Since Ohio’s first charter schools opened in 1997, they have been at the center of some of the state’s hottest and most politically contentious debates about education. The past year brought still more examples of charter-linked controversy.
The 2010 elections were very good for Buckeye Republicans, with John Kasich winning the governor’s race (replacing Ted Strickland who had been a charter adversary throughout his four-year term). Republicans also took control of the House while expanding their Senate majority.
Almost immediately, GOP lawmakers set out to make the Buckeye State more inviting to charter schools. Governor Kasich’s budget proposals offered a solid plan for not only increasing the number of charters in Ohio but also boosting their quality. Crucial elements included:
- Encouraging successful operators to clone good schools and channeling fairer funding into them;
- Leaning hard on authorizers to fix or close failing schools and banning their replication; and
- Placing schools’ ostensibly independent governing boards clearly in charge of any outside organizations that they engaged to run their education programs.
This vision for quality along with quantity excited us and many others in Ohio and beyond. The Buckeye State was finally positioning itself to become a true leader in the charter sector rather than a troubled sector plagued by too many mediocre schools.

**SUPPLIED MATERIAL:**
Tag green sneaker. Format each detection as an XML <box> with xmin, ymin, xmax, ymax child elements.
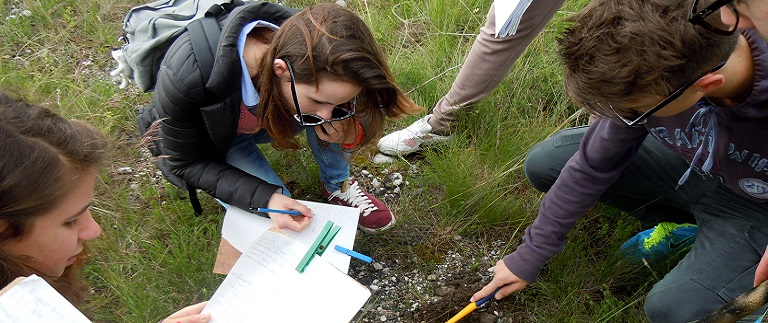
<box><xmin>619</xmin><ymin>222</ymin><xmax>698</xmax><ymax>263</ymax></box>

**EXERCISE REQUIREMENTS:**
- 1) According to the passage on Ohio charter schools, in what year did the state's first charter schools open?
- 2) Condense the paragraph beginning "The 2010 elections were very good" in the passage on Ohio charter schools into a short bulleted list that keeps its main facts.
- 3) From the passage on Ohio charter schools, quote everything from "Since Ohio’s first" down to "of charter-linked controversy.".
The listing is separate material, unrelated to the passage on Ohio charter schools.

**COMPLETED EXERCISE:**
- 1) 1997

- 2)
- The 2010 elections went very well for Ohio Republicans.
- John Kasich won the governor's race, replacing Ted Strickland, who had opposed charters throughout his four-year term.
- Republicans took control of the House and expanded their Senate majority.

- 3)
Since Ohio’s first charter schools opened in 1997, they have been at the center of some of the state’s hottest and most politically contentious debates about education. The past year brought still more examples of charter-linked controversy.